[start]

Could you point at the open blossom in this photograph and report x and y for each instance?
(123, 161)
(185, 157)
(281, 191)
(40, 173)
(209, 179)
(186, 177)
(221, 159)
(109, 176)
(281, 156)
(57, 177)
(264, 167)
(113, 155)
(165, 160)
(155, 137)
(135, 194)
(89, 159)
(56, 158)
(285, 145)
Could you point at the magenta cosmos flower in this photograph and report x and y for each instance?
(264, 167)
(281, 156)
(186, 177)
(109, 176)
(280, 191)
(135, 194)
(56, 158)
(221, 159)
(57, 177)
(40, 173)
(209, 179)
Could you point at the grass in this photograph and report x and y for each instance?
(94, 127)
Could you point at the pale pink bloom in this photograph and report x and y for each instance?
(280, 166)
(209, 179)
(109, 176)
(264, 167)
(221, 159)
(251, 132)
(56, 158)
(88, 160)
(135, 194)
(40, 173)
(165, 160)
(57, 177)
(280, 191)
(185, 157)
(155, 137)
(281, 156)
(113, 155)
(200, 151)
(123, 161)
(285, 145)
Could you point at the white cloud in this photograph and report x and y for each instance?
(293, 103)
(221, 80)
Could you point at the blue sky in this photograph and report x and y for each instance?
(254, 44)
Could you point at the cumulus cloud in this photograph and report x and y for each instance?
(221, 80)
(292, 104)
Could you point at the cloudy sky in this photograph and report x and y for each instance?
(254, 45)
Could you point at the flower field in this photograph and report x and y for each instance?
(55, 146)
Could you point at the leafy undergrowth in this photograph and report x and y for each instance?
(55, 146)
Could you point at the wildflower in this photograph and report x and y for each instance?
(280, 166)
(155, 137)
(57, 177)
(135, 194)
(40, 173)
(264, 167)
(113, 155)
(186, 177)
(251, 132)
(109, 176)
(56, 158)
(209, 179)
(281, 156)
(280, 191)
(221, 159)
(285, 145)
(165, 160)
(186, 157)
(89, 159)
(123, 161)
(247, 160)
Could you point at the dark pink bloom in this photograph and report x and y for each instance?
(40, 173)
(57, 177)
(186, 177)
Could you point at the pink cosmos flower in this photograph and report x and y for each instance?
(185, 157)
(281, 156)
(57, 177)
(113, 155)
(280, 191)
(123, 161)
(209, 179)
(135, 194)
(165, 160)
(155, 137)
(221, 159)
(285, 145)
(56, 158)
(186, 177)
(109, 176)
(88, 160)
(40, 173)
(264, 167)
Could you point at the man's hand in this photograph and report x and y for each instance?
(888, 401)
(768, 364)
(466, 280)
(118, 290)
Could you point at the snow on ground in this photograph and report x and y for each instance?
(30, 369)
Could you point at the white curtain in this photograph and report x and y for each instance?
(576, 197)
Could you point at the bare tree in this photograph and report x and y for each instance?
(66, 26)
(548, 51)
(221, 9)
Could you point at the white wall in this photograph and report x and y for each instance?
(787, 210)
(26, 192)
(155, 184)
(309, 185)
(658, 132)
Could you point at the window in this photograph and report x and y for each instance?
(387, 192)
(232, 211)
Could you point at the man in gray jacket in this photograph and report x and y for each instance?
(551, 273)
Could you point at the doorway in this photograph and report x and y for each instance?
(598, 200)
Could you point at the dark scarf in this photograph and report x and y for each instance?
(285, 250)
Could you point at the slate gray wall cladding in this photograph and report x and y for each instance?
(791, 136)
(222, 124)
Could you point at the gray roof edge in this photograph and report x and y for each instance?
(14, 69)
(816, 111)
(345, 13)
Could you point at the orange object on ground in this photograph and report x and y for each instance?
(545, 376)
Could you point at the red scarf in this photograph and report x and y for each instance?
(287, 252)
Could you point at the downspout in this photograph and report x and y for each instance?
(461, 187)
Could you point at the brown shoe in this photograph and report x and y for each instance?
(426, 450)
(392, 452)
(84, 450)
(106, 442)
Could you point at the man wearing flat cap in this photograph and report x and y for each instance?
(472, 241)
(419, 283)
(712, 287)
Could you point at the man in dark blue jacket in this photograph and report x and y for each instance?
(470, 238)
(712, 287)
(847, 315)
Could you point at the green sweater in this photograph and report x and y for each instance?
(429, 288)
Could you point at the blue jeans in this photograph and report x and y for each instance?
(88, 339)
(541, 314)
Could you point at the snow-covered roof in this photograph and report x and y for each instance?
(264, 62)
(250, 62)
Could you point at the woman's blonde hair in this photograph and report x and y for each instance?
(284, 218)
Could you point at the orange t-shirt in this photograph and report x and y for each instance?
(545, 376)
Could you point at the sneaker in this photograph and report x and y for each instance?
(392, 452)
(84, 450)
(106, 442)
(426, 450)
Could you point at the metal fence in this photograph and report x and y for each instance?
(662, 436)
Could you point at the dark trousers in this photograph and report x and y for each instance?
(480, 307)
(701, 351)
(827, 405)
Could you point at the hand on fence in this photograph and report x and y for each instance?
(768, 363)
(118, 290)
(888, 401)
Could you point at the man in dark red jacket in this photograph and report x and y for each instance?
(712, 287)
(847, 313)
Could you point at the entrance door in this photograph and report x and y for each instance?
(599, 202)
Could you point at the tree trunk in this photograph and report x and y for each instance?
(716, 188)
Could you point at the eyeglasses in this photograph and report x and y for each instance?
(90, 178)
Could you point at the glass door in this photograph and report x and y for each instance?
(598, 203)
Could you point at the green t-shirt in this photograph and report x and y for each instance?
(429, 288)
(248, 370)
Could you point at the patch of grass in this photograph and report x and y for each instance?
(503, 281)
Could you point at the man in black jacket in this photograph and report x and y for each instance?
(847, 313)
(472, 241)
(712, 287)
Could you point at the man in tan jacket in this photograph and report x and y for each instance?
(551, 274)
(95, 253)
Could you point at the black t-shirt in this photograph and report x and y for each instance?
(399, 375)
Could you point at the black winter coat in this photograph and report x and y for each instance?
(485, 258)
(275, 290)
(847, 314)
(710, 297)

[end]

**WRITTEN REQUEST:** Exactly reproduce all of the entries.

**WORKED SOLUTION:**
Could you point at the open blossom in this photograph and report x and y for each instance?
(123, 161)
(185, 157)
(281, 191)
(40, 173)
(209, 179)
(186, 177)
(221, 159)
(109, 176)
(281, 156)
(57, 177)
(264, 167)
(113, 155)
(165, 160)
(155, 137)
(135, 194)
(89, 159)
(56, 158)
(285, 145)
Could you point at the magenta cosmos flower in this photograph and report x and y for each instance?
(264, 167)
(281, 156)
(186, 177)
(109, 176)
(280, 191)
(135, 194)
(56, 158)
(221, 159)
(57, 177)
(40, 173)
(209, 179)
Could you point at the grass in this photograph and report x and y for each instance?
(94, 127)
Could you point at the pale pink bloom in this photograph and report x and y for each instance?
(280, 166)
(209, 179)
(109, 176)
(264, 167)
(221, 159)
(251, 132)
(56, 158)
(88, 160)
(135, 194)
(40, 173)
(165, 160)
(57, 177)
(280, 191)
(185, 157)
(155, 137)
(281, 156)
(113, 155)
(200, 151)
(123, 161)
(285, 145)
Could you point at the white cloud in this photograph and report x and y for each instance?
(293, 103)
(221, 80)
Could you point at the blue sky in this photograph and report x and y for each instance?
(254, 44)
Could you point at the cumulus cloud in this photograph and report x and y for each instance?
(221, 80)
(292, 104)
Could you point at the cloudy sky in this photograph and report x and y for each instance?
(254, 45)
Could you point at the flower field in this photograph and report x and y for each instance?
(55, 146)
Could you point at the leafy undergrowth in this photograph and report x and y for each instance?
(55, 146)
Could you point at the wildflower in this photograph and report x and y for each instance?
(280, 166)
(155, 137)
(57, 177)
(135, 194)
(40, 173)
(264, 167)
(113, 155)
(186, 177)
(251, 132)
(109, 176)
(56, 158)
(209, 179)
(281, 156)
(280, 191)
(221, 159)
(285, 145)
(165, 160)
(186, 157)
(89, 159)
(123, 161)
(247, 160)
Could you point at the dark pink bloom in this photograph and report x and y for each instance?
(40, 173)
(57, 177)
(186, 177)
Could you point at the pink cosmos flower in this photograph and report x and y for each instance?
(185, 157)
(281, 156)
(57, 177)
(113, 155)
(280, 191)
(123, 161)
(209, 179)
(135, 194)
(165, 160)
(155, 137)
(221, 159)
(285, 145)
(56, 158)
(186, 177)
(109, 176)
(88, 160)
(40, 173)
(264, 167)
Could you point at the man's hand in this photograph and report x and y for each instance?
(888, 401)
(768, 364)
(466, 280)
(118, 290)
Could you point at the snow on ground in this photograph and report x and y for each instance?
(30, 369)
Could you point at the white curtain in this photograph and report x and y for each instance?
(576, 197)
Could you point at the bare tree in this photograph and report x and y for each instance?
(66, 26)
(548, 51)
(221, 9)
Could you point at the white wall in this photograph and report x and y for each instance?
(787, 210)
(26, 192)
(155, 184)
(309, 185)
(658, 132)
Could you point at the window in this photograph and report x and y for each instance?
(387, 192)
(232, 211)
Could you point at the man in gray jacket in this photograph and report x and y for each instance?
(551, 273)
Could you point at the doorway in this photograph and report x and y for each instance?
(598, 200)
Could you point at the dark scarf in this photograph and report x and y for each instance?
(285, 250)
Could you point at the slate gray wall cladding in this photograph and report x and y for each instance?
(791, 136)
(222, 124)
Could you point at the gray roof edge in this photograph and report x and y for each instance?
(14, 69)
(816, 111)
(345, 13)
Could you point at the orange object on ground in this photograph and report x and y for each instance?
(545, 376)
Could you point at the red scarf in this photograph and report x and y for each instance?
(287, 252)
Could you point at the downspout in this photograph and report x and y for each instance?
(461, 187)
Could you point at the brown shoe in this photograph and report x and y for each instance?
(426, 450)
(392, 452)
(84, 450)
(106, 442)
Could you point at the man wearing flat cap in this photograph and report x and y for each instance?
(472, 241)
(419, 283)
(712, 287)
Could you point at the man in dark blue jacket in this photograph and report x and y for each instance?
(470, 238)
(712, 287)
(847, 315)
Could you point at the green sweater in this photograph and report x and y for each instance?
(429, 288)
Could you point at the blue jeans in this photograph and report x and y for each instance?
(88, 339)
(541, 314)
Could you point at the snow-covered roof in this photograph and report x and y for each instance?
(264, 62)
(250, 62)
Could you point at the woman's blonde hair in this photograph and report x and y for each instance?
(284, 218)
Could you point at the orange t-shirt in this photograph and report x and y for each instance?
(545, 376)
Could you point at the sneaker in this photograph and report x and y for each instance?
(392, 452)
(84, 450)
(106, 442)
(426, 450)
Could you point at the metal fence in this photograph and report x and y for each instance?
(662, 436)
Could you point at the dark trousers in this photograph and report x and y for each instance?
(480, 307)
(701, 351)
(827, 405)
Could you point at the hand on fence in this photograph and report x and y for each instance?
(768, 363)
(118, 290)
(888, 401)
Could you point at the man in dark red jacket in this photograph and report x and y for each instance?
(712, 287)
(847, 313)
Could you point at the entrance door in this photograph and report x and y for each instance?
(599, 202)
Could you point at the tree trunk in this photograph and report x and y for each instance?
(716, 188)
Could you point at the eyeglasses in this photograph and report x and y for each instance?
(90, 178)
Could you point at the glass door in this photograph and report x and y for each instance?
(598, 203)
Could you point at the green t-shirt in this photograph and report x and y for each instance?
(429, 288)
(248, 370)
Could you point at the patch of grass in this photograph and report x and y for each instance?
(503, 281)
Could you point at the man in black jacket in this photograph and report x and y for each instance?
(847, 313)
(472, 241)
(712, 287)
Could you point at the man in tan jacket in this photograph and report x and y for each instance?
(551, 274)
(95, 253)
Could you point at the black t-shirt in this photograph and report x and y for each instance?
(399, 375)
Could you point at the black winter coat in this photograph and report x and y for each instance?
(485, 258)
(275, 290)
(847, 314)
(710, 297)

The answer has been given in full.